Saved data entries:
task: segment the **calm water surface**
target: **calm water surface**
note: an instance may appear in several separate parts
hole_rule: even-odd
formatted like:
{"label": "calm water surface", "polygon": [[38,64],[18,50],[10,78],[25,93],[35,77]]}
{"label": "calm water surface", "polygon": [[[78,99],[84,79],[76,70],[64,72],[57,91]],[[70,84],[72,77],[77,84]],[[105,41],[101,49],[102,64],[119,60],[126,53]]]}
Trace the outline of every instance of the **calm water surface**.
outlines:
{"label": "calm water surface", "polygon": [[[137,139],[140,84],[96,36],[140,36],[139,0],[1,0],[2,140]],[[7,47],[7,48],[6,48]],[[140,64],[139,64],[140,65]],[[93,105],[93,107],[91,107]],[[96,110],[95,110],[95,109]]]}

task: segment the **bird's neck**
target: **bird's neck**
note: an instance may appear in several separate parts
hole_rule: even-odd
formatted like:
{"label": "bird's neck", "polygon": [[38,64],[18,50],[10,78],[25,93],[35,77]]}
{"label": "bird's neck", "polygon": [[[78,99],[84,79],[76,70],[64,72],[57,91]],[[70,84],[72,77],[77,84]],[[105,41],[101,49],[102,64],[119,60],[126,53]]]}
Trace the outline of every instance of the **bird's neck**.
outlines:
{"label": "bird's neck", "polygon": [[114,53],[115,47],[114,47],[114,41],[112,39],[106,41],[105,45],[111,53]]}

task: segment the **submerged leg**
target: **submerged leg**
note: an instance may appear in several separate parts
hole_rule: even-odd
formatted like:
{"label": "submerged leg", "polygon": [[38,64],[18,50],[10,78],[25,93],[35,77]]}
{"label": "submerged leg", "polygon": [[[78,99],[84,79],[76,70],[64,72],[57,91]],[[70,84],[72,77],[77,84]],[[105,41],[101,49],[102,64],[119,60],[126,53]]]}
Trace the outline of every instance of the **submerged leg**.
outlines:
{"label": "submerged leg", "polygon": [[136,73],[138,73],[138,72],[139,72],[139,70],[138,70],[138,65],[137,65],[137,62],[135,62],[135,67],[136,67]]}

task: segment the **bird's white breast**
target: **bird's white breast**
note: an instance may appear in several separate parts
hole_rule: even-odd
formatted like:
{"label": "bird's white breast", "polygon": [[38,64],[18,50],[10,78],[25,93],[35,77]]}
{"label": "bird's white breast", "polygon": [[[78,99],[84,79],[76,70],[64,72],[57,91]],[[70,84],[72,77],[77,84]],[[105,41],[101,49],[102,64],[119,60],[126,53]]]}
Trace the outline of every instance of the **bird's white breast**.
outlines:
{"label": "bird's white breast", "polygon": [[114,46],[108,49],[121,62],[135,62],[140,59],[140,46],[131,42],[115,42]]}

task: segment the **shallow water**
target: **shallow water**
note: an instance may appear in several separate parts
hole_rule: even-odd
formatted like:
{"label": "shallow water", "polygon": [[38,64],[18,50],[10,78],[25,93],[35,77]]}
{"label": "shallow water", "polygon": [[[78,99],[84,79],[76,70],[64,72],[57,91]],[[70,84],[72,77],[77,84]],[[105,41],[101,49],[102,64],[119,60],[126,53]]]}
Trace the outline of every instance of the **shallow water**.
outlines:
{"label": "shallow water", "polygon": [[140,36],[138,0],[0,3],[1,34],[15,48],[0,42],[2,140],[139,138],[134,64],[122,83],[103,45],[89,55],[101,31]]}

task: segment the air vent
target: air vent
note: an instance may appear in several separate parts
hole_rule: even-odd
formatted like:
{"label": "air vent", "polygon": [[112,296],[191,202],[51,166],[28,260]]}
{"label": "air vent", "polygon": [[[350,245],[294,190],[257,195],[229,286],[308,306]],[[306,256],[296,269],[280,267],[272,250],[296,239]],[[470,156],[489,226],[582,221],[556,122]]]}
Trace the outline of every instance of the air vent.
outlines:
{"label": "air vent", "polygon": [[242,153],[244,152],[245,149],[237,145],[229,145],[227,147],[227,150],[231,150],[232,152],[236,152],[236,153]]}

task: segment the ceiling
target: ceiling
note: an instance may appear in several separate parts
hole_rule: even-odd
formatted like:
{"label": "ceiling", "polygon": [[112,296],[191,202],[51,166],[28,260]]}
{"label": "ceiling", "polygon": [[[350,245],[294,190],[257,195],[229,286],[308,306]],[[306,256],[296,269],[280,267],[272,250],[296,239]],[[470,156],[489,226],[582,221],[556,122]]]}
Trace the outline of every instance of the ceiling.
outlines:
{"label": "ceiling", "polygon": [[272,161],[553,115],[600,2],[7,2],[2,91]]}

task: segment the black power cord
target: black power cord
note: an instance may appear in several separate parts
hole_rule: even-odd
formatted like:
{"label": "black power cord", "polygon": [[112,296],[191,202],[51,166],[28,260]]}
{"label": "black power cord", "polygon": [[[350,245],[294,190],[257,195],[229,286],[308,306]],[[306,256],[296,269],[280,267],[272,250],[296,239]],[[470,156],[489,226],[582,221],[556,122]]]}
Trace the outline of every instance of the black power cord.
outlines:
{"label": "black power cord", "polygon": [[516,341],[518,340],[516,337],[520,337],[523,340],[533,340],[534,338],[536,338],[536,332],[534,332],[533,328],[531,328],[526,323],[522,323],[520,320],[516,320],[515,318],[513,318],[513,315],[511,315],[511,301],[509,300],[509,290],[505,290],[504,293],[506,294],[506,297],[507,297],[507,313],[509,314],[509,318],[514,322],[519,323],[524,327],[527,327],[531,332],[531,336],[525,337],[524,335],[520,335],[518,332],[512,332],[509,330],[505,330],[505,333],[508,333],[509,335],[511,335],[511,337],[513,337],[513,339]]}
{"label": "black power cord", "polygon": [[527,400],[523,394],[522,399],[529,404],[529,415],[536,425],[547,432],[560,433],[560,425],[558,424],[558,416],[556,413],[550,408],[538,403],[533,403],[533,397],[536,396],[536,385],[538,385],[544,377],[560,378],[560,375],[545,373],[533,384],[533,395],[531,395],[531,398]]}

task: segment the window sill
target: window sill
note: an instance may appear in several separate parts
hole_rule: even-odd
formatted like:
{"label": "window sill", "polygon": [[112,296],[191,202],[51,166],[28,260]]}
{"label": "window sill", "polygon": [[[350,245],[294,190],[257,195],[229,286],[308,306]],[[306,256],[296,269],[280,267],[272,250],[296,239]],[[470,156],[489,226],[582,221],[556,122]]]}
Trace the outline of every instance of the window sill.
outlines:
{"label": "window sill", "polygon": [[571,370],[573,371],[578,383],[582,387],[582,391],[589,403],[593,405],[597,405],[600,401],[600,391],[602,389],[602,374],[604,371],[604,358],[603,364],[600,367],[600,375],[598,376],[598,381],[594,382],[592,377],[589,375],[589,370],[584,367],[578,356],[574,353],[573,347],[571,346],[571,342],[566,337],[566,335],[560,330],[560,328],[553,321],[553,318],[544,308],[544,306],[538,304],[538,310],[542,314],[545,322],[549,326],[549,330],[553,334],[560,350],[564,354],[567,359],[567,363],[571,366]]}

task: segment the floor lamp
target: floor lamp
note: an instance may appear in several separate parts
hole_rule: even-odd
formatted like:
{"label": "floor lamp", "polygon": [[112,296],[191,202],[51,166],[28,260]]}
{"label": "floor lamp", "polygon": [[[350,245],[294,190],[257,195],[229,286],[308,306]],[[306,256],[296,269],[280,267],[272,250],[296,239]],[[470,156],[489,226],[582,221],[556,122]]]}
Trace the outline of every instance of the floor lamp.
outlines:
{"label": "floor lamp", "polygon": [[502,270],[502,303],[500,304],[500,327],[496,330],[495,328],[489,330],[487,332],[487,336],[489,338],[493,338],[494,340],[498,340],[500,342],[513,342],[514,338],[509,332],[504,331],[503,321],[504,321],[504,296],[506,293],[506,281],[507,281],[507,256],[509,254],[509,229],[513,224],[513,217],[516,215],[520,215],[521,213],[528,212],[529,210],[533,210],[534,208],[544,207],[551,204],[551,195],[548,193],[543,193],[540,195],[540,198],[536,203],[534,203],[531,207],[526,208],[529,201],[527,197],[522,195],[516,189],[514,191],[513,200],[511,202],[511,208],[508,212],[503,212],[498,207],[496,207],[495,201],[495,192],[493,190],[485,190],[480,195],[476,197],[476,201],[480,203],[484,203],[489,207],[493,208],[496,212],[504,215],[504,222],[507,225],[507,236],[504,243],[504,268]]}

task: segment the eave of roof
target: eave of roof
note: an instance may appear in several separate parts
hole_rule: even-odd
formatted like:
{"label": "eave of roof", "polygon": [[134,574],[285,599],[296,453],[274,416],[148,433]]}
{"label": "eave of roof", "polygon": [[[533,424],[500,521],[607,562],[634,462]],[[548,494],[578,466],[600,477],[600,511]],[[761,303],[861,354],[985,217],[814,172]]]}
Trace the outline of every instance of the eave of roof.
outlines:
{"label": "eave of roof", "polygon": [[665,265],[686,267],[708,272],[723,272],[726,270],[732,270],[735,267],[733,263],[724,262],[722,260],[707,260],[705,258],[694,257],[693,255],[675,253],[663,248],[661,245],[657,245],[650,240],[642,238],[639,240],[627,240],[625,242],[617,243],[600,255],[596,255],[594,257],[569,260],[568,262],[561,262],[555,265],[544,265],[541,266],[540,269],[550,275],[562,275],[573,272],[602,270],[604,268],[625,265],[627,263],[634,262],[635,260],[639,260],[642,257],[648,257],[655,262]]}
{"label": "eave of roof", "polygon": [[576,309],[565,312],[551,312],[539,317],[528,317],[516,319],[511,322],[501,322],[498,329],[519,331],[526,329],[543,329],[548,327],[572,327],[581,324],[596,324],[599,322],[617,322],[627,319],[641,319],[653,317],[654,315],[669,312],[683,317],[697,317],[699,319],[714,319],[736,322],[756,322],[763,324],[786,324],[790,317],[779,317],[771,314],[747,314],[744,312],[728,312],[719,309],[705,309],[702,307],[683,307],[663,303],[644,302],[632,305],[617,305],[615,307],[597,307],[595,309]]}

• _Work required_: The line with "Trace the outline of every instance of the **calm" marks the end; reproduce exactly every line from the start of the entries up to it, that line included.

• _Solution to this problem_:
task: segment the **calm water surface**
target: **calm water surface**
note: an instance may appear in several separate parts
hole_rule: even-odd
formatted like:
{"label": "calm water surface", "polygon": [[38,64],[18,50],[10,78],[25,93],[35,77]]}
{"label": "calm water surface", "polygon": [[[78,99],[84,79],[76,70],[64,72],[57,91]],[[70,84],[72,77],[77,84]],[[105,41],[101,49],[102,64],[119,60],[126,53]]]}
Trace the outline of every instance of the **calm water surface**.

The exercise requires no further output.